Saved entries
========

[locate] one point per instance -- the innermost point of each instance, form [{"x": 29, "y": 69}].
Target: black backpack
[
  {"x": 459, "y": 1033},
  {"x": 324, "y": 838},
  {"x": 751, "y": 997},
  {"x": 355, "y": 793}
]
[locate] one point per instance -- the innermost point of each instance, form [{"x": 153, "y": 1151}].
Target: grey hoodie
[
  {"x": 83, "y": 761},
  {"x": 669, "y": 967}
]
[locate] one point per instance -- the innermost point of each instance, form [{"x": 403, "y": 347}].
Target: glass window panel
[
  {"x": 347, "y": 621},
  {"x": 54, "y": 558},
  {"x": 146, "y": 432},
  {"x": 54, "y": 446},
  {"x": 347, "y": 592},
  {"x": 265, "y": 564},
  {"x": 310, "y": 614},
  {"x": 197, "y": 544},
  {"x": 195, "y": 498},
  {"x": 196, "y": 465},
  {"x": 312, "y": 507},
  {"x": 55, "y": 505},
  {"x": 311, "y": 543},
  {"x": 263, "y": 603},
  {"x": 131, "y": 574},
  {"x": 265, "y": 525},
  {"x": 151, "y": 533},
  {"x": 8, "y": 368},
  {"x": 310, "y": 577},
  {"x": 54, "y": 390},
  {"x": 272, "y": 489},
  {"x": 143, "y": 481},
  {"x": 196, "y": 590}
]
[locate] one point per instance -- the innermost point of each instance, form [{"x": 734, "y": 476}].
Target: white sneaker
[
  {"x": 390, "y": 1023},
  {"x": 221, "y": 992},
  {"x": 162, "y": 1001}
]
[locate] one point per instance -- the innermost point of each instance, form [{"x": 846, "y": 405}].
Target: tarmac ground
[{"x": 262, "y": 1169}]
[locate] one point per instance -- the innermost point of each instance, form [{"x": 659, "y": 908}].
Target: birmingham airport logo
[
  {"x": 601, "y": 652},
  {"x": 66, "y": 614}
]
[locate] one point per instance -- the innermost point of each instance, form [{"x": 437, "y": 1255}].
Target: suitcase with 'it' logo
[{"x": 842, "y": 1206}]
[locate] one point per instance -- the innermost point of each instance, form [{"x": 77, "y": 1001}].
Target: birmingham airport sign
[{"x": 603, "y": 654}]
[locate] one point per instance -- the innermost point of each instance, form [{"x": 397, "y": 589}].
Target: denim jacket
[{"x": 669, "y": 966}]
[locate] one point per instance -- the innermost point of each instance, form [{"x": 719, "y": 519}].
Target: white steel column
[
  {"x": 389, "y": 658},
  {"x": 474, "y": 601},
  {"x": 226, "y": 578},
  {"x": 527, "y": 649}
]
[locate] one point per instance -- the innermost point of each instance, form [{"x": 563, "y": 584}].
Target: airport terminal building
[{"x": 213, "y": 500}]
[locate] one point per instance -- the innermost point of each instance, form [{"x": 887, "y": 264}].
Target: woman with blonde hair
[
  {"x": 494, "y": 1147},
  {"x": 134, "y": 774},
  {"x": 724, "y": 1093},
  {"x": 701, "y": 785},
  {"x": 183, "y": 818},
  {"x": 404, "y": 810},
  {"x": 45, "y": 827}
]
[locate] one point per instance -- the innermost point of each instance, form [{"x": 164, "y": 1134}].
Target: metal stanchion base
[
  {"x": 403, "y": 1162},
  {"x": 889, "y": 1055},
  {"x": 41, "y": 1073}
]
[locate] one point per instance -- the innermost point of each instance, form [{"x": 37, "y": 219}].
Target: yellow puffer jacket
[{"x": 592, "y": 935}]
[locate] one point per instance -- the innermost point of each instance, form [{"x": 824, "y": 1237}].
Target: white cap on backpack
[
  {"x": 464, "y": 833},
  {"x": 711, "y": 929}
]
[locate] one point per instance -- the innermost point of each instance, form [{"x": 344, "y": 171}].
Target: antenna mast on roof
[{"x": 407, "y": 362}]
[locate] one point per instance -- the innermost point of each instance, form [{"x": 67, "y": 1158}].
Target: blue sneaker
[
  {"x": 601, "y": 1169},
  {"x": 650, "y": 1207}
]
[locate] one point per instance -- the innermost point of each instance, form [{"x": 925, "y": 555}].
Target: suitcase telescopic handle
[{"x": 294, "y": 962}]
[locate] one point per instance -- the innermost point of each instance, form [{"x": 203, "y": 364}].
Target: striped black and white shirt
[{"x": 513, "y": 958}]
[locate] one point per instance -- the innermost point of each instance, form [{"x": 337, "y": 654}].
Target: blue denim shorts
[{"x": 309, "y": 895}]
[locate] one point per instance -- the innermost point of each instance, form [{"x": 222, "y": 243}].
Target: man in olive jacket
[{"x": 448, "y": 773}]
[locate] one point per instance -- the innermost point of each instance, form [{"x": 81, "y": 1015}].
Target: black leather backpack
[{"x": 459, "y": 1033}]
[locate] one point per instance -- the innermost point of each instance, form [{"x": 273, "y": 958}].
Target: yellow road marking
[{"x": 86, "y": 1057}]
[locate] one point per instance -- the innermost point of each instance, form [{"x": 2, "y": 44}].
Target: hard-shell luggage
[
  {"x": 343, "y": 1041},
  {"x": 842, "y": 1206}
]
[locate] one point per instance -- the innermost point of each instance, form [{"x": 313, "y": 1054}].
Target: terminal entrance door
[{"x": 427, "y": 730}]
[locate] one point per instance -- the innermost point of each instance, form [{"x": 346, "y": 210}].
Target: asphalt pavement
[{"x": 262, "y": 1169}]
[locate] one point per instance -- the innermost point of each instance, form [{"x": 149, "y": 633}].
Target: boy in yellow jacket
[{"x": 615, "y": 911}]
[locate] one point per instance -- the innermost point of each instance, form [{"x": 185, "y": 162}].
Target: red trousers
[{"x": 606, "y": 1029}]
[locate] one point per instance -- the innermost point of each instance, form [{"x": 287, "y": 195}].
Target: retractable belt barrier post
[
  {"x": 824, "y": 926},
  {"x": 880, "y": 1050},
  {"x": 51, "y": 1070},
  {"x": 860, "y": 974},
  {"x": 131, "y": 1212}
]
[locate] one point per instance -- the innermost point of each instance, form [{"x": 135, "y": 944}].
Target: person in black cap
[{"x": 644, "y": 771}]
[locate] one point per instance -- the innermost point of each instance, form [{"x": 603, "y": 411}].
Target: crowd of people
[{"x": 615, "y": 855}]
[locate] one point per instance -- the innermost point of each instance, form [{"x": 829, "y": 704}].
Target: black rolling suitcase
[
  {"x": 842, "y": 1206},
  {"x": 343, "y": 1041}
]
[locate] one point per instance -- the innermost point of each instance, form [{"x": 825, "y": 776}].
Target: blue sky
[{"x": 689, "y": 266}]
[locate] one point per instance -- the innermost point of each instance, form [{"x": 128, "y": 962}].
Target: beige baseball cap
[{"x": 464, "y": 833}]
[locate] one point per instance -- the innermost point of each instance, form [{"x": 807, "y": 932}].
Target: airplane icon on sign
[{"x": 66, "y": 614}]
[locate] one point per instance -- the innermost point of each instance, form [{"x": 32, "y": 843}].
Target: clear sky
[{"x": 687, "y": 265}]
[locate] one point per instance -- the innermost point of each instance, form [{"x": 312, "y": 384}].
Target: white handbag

========

● **Task details**: Repeat each entry exactly as it was given.

● **Task response**:
[locate] one point per instance -- the innermost point of each instance, form [{"x": 29, "y": 69}].
Target: black backpack
[
  {"x": 459, "y": 1033},
  {"x": 324, "y": 838},
  {"x": 751, "y": 997},
  {"x": 355, "y": 793}
]
[locate] one point per instance -- the innermost point of each instance, form [{"x": 153, "y": 1151}].
Target: grey hoodie
[
  {"x": 83, "y": 761},
  {"x": 669, "y": 967}
]
[locate] one point per instance -- the innermost point of each instance, form [{"x": 403, "y": 347}].
Target: glass window panel
[
  {"x": 347, "y": 621},
  {"x": 54, "y": 558},
  {"x": 146, "y": 432},
  {"x": 54, "y": 446},
  {"x": 347, "y": 592},
  {"x": 265, "y": 564},
  {"x": 310, "y": 614},
  {"x": 197, "y": 544},
  {"x": 195, "y": 498},
  {"x": 196, "y": 465},
  {"x": 312, "y": 507},
  {"x": 55, "y": 505},
  {"x": 311, "y": 543},
  {"x": 263, "y": 603},
  {"x": 131, "y": 574},
  {"x": 265, "y": 525},
  {"x": 151, "y": 533},
  {"x": 8, "y": 368},
  {"x": 310, "y": 577},
  {"x": 54, "y": 390},
  {"x": 272, "y": 489},
  {"x": 143, "y": 481},
  {"x": 196, "y": 590}
]
[locate] one point per instance -- the innermost point of each instance, form [{"x": 734, "y": 476}].
Target: white sneaker
[
  {"x": 390, "y": 1023},
  {"x": 221, "y": 992},
  {"x": 162, "y": 1001}
]
[locate] one point per instance -- the innermost point of each instance, form [{"x": 846, "y": 405}].
Target: tarmac ground
[{"x": 262, "y": 1169}]
[locate] one point per instance -- the innermost point of each instance, form [{"x": 659, "y": 908}].
Target: birmingham airport logo
[
  {"x": 601, "y": 652},
  {"x": 66, "y": 614}
]
[locate] one point per instance -- the innermost point of each instance, form [{"x": 437, "y": 1255}].
Target: suitcase with 'it' logo
[{"x": 842, "y": 1206}]
[locate] one point per instance -- the innermost point of each instance, form [{"x": 77, "y": 1001}].
Target: birmingham airport sign
[{"x": 603, "y": 654}]
[locate] one point per instance -- the innermost point of each instance, form [{"x": 397, "y": 589}].
Target: denim jacket
[{"x": 669, "y": 966}]
[locate] one point per instance -- the innermost point of each instance, form [{"x": 719, "y": 519}].
Target: white steel column
[
  {"x": 389, "y": 658},
  {"x": 474, "y": 601},
  {"x": 226, "y": 578},
  {"x": 527, "y": 649}
]
[locate] one point per instance -- the innermost point of each instance, form [{"x": 563, "y": 584}].
Target: airport terminal building
[{"x": 213, "y": 500}]
[locate] one point per instance -- the innermost point of each instance, form [{"x": 887, "y": 264}].
Target: woman with blonde hair
[
  {"x": 494, "y": 1147},
  {"x": 134, "y": 774},
  {"x": 724, "y": 1093},
  {"x": 701, "y": 785},
  {"x": 183, "y": 818},
  {"x": 404, "y": 810},
  {"x": 45, "y": 827}
]
[locate] one point per instance -- the innermost point of each instance, form [{"x": 164, "y": 1134}].
Target: metal stanchion base
[
  {"x": 403, "y": 1162},
  {"x": 889, "y": 1055},
  {"x": 41, "y": 1073}
]
[locate] one point per instance -- the innermost point of each instance, form [{"x": 37, "y": 219}].
Target: yellow puffer jacket
[{"x": 592, "y": 935}]
[locate] one point per instance -- the innermost point of each instance, form [{"x": 824, "y": 1237}].
Target: white cap on backpack
[
  {"x": 464, "y": 833},
  {"x": 711, "y": 929}
]
[locate] one point per instance -- the innermost point of each instance, form [{"x": 344, "y": 171}].
Target: antenna mast on roof
[{"x": 407, "y": 362}]
[locate] one point per instance -- the innermost point of each instance, form [{"x": 67, "y": 1158}].
Target: blue sneaker
[
  {"x": 601, "y": 1169},
  {"x": 650, "y": 1207}
]
[locate] one point per instance -- the innermost point of each instance, form [{"x": 925, "y": 555}].
Target: suitcase telescopic handle
[{"x": 294, "y": 962}]
[locate] one point per instance -- the innermost point of each instance, form [{"x": 203, "y": 364}].
Target: striped black and white shirt
[{"x": 513, "y": 958}]
[locate] one point per instance -- the innermost point of each instance, form [{"x": 337, "y": 654}].
Target: blue denim shorts
[{"x": 309, "y": 895}]
[locate] one point per instance -- the innermost point of each instance, form [{"x": 222, "y": 243}].
Target: man in olive jacket
[{"x": 448, "y": 773}]
[locate] one point per instance -- the innermost point of each instance, form [{"x": 81, "y": 1015}].
Target: black leather backpack
[{"x": 459, "y": 1033}]
[locate] one point per instance -- the innermost point of each instance, form [{"x": 273, "y": 958}].
Target: yellow road marking
[{"x": 86, "y": 1057}]
[locate] one point per instance -- the innermost point of each instance, form [{"x": 2, "y": 44}].
Target: hard-shell luggage
[
  {"x": 343, "y": 1041},
  {"x": 842, "y": 1206}
]
[locate] one point per instance -- the innermost point of each instance, form [{"x": 313, "y": 1054}].
Target: terminal entrance door
[{"x": 427, "y": 730}]
[locate] one point per instance -- the innermost point of each instance, form [{"x": 346, "y": 210}].
Target: asphalt pavement
[{"x": 262, "y": 1169}]
[locate] one point per instance -- the innermost point of each instance, form [{"x": 149, "y": 633}].
Target: boy in yellow jacket
[{"x": 615, "y": 911}]
[locate] one point per instance -- the innermost point of each instance, form [{"x": 185, "y": 162}].
Target: red trousers
[{"x": 606, "y": 1029}]
[locate] one point per instance -- the innermost point of each instance, form [{"x": 287, "y": 195}].
Target: retractable belt barrier post
[
  {"x": 824, "y": 926},
  {"x": 880, "y": 1050},
  {"x": 51, "y": 1070},
  {"x": 860, "y": 974},
  {"x": 131, "y": 1212}
]
[locate] one point per instance -- the innermost point of each instance, form [{"x": 135, "y": 944}].
Target: person in black cap
[{"x": 644, "y": 771}]
[locate] one point per instance -- the innermost point of each instance, form [{"x": 603, "y": 411}].
Target: crowd of people
[{"x": 615, "y": 855}]
[locate] one point per instance -- the innermost point of each instance, form [{"x": 829, "y": 704}].
Target: black rolling suitcase
[
  {"x": 842, "y": 1206},
  {"x": 343, "y": 1041}
]
[locate] one point per instance -- the innermost point of each instance, form [{"x": 825, "y": 776}].
Target: blue sky
[{"x": 689, "y": 266}]
[locate] one point per instance -- the innermost point of each instance, form [{"x": 128, "y": 962}].
Target: beige baseball cap
[{"x": 464, "y": 833}]
[locate] one point per instance -- the innermost point of each instance, form [{"x": 807, "y": 932}].
Target: airplane icon on sign
[{"x": 66, "y": 614}]
[locate] one point per instance -- the innermost point of each instance, form [{"x": 32, "y": 843}].
Target: clear sky
[{"x": 687, "y": 265}]
[locate] one point per instance -- the innermost point of each instance, form [{"x": 312, "y": 384}].
Target: white handbag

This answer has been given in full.